慰謝料とは、法的に「不法行為によって被った精神的な苦痛の金銭的評価」のことであり、法的に不法行為が成立する場合でなければ慰謝料請求権は発生しません。つまり、不貞行為などの事実が証明できなければ慰謝料請求権は発生しないのです。
では、探偵社や興信所に依頼しきちんとした証拠がなければ慰謝料請求をすることができないのか?というとそうではなく、自分で探した証拠で慰謝料請求できた事例もできなかった事例も数多くあります。今回はそういった事例を紹介していきます。
目次
1.自分で探した浮気の証拠で慰謝料を請求できた事例
性的関係を示すLINEのやりとりを発見
夫の携帯を覗き見ることが出来て、LINEの内容を確認したところ
「好きだよ」
「この前のプレーは燃えたね❤️」
「君の体を思い出してまた会いたくなってる」
「ギュっとしてほしい」
などの性的関係を示すようなLINE内容を発見。自分の携帯にデータを転送して、その後その愛人女性に直接交渉し300万円の慰謝料にて示談した。参考:LINEの証拠で、慰謝料請求が成功した事例【実際の証拠写真付】
この方のように、弁護士に依頼せず自分で直接交渉しようと思う方は「愛人に対して自分で示談交渉して慰謝料請求する方法【事例付】」がとても参考になると思います。
車にGPSを取り付けた上で、カバンにICレコーダーを仕込み性行為中の音声を録音した
GPSをレンタル業者から2週間レンタルし、車に取り付けスマートフォンから逐一位置を確認していたところ、ラブホテル街に3時間ほど反応していた。カバンに仕込んでいたICレコーダーの録音内容を聞いたところ、ラブホテル街に反応していた時間帯の内容は性行為に及んでいる様子が録音されていた。
これを元に行政書士に依頼し、愛人女性に内容証明を送り200万円の慰謝料の支払いを受けた。
愛人との性行為を撮影した動画を発見
たまたま発見したUSBメモリーを確認したところ、愛人女性との数々の写真の他、性行為に及んでいる動画があるのを発見した。

▸ 設問:
#1 慰謝料請求の事例についての文章で、夫の携帯のLINEに見つかった文面として引用されているものをすべて挙げなさい。
#2 慰謝料請求の事例についての文章を、最後の文の後から書き進めなさい。
項目は、慰謝料請求の事例についての文章とは関係がない。

▸ 抽出項目:
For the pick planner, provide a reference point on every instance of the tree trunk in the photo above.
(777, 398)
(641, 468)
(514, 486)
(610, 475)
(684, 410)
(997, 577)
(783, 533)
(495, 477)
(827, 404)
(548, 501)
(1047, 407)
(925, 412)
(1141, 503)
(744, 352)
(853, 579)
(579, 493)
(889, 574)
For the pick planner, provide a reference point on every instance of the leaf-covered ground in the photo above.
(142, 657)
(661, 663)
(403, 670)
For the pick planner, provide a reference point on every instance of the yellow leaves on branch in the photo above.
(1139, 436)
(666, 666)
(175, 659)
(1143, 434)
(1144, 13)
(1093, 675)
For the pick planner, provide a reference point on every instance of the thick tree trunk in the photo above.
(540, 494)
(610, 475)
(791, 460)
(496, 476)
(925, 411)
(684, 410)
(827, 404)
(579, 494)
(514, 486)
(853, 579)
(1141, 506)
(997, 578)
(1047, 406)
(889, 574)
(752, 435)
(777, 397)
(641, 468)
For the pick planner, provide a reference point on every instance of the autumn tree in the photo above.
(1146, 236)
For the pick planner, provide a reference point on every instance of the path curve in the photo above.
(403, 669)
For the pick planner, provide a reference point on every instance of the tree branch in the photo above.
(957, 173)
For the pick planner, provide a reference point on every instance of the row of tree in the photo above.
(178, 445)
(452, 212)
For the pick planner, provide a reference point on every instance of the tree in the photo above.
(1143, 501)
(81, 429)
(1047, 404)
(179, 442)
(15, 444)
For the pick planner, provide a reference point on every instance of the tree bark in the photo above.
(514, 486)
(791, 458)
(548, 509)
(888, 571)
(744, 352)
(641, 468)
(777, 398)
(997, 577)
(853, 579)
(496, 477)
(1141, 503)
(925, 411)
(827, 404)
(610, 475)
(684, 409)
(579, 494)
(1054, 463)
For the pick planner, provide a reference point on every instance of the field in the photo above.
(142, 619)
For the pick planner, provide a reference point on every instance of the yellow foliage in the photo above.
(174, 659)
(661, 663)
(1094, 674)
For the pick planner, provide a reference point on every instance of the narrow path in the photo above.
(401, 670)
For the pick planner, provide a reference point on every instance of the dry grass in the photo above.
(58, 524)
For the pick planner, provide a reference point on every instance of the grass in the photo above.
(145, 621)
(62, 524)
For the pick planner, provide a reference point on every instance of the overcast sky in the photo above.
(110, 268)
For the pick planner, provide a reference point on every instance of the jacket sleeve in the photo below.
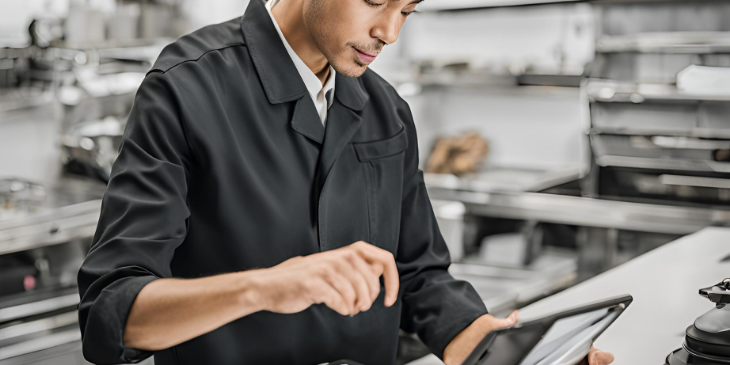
(143, 220)
(435, 305)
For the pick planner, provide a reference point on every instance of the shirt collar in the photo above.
(311, 81)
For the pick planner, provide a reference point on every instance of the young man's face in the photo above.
(350, 33)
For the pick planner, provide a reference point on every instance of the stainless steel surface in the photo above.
(630, 92)
(39, 344)
(663, 164)
(664, 283)
(506, 288)
(505, 179)
(666, 42)
(472, 4)
(586, 211)
(38, 307)
(49, 227)
(41, 325)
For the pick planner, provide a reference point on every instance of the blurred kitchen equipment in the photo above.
(703, 80)
(450, 219)
(90, 148)
(457, 155)
(707, 341)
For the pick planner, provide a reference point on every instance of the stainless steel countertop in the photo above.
(588, 212)
(664, 284)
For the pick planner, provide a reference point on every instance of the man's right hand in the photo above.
(346, 280)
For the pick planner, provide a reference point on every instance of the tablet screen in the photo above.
(569, 339)
(562, 338)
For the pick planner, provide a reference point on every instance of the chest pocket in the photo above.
(382, 162)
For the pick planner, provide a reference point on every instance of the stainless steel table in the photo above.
(664, 283)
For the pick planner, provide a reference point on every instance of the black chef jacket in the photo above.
(220, 170)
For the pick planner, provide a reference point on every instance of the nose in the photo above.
(388, 27)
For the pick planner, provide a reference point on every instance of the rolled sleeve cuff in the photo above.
(438, 341)
(103, 337)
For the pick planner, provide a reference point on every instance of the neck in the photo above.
(289, 16)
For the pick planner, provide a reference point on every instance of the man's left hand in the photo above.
(462, 345)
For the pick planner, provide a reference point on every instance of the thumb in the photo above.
(510, 321)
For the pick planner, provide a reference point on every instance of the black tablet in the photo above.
(562, 338)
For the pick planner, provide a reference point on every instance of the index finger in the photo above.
(386, 261)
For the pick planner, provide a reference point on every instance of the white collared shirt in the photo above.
(321, 95)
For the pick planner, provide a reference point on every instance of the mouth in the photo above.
(365, 57)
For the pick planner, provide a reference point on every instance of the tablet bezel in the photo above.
(483, 347)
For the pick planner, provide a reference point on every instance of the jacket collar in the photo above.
(282, 83)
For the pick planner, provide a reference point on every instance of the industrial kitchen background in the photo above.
(559, 138)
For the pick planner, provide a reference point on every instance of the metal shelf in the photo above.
(666, 42)
(610, 91)
(691, 133)
(586, 212)
(442, 5)
(49, 227)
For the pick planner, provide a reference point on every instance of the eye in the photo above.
(373, 4)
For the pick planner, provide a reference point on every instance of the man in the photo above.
(266, 181)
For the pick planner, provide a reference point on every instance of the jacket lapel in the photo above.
(343, 210)
(280, 79)
(343, 121)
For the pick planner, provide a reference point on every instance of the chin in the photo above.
(352, 70)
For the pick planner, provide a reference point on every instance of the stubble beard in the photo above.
(321, 32)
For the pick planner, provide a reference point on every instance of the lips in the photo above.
(366, 57)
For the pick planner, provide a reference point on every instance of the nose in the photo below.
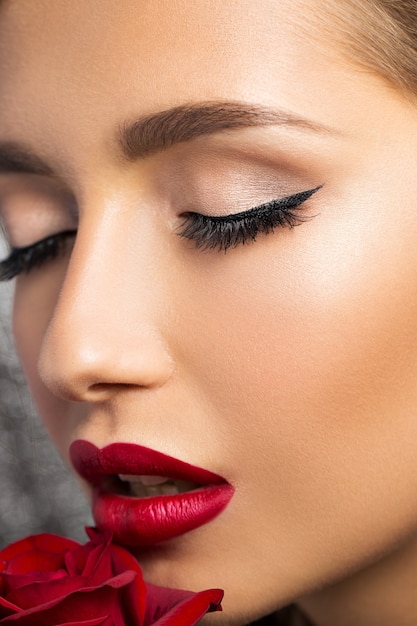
(105, 334)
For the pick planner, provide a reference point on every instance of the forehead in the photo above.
(74, 71)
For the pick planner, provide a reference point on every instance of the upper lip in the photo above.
(95, 464)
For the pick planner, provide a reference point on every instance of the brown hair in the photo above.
(379, 34)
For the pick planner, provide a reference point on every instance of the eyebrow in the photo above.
(154, 133)
(159, 131)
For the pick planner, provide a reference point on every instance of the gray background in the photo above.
(37, 492)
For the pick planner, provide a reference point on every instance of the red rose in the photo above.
(46, 580)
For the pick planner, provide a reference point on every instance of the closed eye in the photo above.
(228, 231)
(23, 260)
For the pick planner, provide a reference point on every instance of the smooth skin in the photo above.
(288, 366)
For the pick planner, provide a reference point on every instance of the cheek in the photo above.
(309, 369)
(35, 299)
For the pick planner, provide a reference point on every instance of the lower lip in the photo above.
(141, 522)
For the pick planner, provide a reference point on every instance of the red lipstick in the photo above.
(146, 521)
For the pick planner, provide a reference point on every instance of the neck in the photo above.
(381, 595)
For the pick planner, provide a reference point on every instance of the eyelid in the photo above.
(287, 202)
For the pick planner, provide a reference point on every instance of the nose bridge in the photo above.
(106, 331)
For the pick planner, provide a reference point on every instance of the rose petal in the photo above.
(134, 595)
(101, 621)
(170, 607)
(37, 594)
(44, 542)
(89, 603)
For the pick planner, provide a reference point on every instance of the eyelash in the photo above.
(22, 260)
(224, 232)
(207, 232)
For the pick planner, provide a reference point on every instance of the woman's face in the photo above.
(287, 365)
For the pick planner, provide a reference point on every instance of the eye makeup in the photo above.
(228, 231)
(206, 232)
(22, 260)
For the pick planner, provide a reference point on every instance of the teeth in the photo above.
(144, 480)
(146, 486)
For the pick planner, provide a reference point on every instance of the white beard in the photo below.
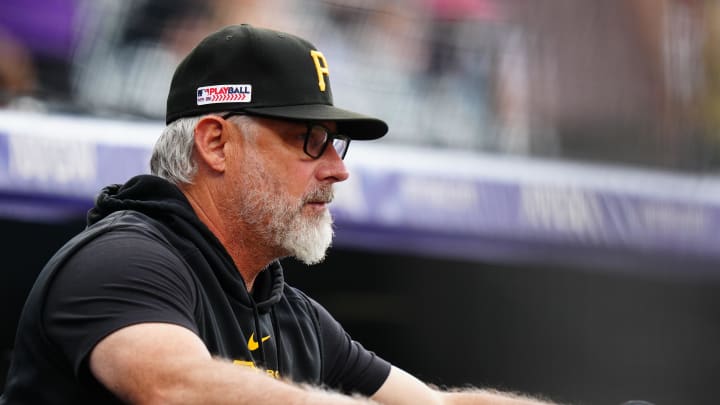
(280, 221)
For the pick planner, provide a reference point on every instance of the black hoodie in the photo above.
(146, 257)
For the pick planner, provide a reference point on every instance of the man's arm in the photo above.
(157, 363)
(401, 388)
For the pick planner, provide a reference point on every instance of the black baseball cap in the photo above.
(261, 72)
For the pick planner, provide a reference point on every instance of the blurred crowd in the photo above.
(624, 81)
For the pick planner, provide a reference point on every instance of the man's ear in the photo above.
(210, 138)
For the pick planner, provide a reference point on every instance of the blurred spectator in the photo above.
(36, 43)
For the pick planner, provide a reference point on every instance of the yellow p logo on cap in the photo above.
(320, 67)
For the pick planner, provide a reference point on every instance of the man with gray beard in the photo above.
(174, 294)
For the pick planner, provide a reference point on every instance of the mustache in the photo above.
(321, 194)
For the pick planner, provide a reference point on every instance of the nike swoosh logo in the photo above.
(253, 344)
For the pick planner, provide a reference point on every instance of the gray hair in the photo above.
(172, 154)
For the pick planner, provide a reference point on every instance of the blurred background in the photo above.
(544, 215)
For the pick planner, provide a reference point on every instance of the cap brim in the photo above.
(352, 124)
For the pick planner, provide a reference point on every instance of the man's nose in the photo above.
(332, 167)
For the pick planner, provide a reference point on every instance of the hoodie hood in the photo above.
(171, 212)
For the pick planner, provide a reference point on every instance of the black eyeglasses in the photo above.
(316, 139)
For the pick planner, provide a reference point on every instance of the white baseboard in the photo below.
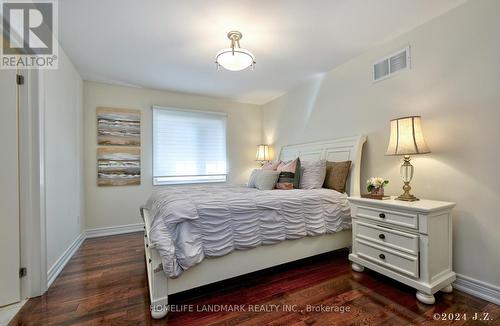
(478, 288)
(58, 266)
(113, 230)
(8, 312)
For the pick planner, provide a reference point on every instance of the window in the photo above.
(188, 146)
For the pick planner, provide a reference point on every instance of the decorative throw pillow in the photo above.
(289, 175)
(313, 175)
(271, 165)
(336, 175)
(266, 179)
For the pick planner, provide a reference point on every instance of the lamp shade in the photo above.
(235, 59)
(407, 137)
(263, 153)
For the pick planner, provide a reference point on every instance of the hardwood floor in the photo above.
(105, 284)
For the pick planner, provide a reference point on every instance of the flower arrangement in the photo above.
(375, 185)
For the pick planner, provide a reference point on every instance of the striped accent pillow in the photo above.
(289, 175)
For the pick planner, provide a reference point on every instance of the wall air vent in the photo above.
(391, 65)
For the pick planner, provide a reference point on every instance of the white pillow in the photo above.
(263, 179)
(313, 175)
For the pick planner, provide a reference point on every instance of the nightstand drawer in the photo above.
(386, 257)
(394, 239)
(388, 216)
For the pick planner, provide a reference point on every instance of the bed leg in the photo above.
(159, 308)
(158, 282)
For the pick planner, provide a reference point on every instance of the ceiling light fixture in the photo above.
(234, 58)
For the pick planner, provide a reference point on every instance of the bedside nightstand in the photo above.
(410, 242)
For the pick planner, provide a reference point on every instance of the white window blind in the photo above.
(188, 146)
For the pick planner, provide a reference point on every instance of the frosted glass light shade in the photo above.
(263, 153)
(407, 137)
(236, 60)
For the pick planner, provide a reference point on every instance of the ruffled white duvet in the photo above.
(194, 222)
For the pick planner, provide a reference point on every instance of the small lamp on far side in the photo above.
(407, 139)
(263, 154)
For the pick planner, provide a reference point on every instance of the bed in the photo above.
(241, 254)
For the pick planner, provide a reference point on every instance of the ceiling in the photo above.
(171, 44)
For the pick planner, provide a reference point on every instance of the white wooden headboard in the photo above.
(340, 149)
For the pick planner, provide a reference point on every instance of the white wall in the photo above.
(454, 84)
(62, 93)
(114, 206)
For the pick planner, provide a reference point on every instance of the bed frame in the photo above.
(241, 262)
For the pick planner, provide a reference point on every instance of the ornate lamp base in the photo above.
(407, 174)
(406, 196)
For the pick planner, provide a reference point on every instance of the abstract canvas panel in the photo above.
(118, 166)
(118, 127)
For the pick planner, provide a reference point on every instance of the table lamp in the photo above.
(263, 154)
(407, 139)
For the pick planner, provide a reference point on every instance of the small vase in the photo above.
(378, 191)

▸ 各設問の解答:
#1
「好きだよ」
「この前のプレーは燃えたね❤️」
「君の体を思い出してまた会いたくなってる」
「ギュっとしてほしい」

#2
弁護士に依頼し、愛人女性に対し400万円の慰謝料請求を行い、250万円で合意し示談となった。
弁護士の探し方や選び方が知りたいという方は「浮気問題や離婚問題に強い弁護士の選び方」をご覧下さい。
愛情表現を含むメールやラインだけで不貞行為(不法行為)が成立していると認められた判例
夫の携帯電話の中に「俺の彼女はきみで、きみの彼氏は俺なんだから」等のメールを発見した妻が、浮気相手の女性に対して500万円の慰謝料請求を行った事例。
これについて裁判所は「このようなメールは、性交渉の存在自体を直接推認するものではないものの、浮気相手が好意を抱いていたのは明らかであり、なおかつ身体的な接触を持っているような印象を与えるものであり、これを妻が読んだ場合、婚姻生活の平穏を害するようなものといううべき」として、不法行為の成立が認められました。
ただ、その行為の違法性は軽微とされたためか慰謝料の金額は定額での成立になっています。(東京地方裁判所 平成24年11月28日)
※上記の事例は、あくまで成功事例で、皆様が見つけた証拠で『確実』に慰謝料を請求できるかわかりません。見つけた証拠で慰謝料を取れるかどうかの確認をしてみたい方は、一度お問い合わせ頂ければ慰謝料を取れるか確認することは可能です。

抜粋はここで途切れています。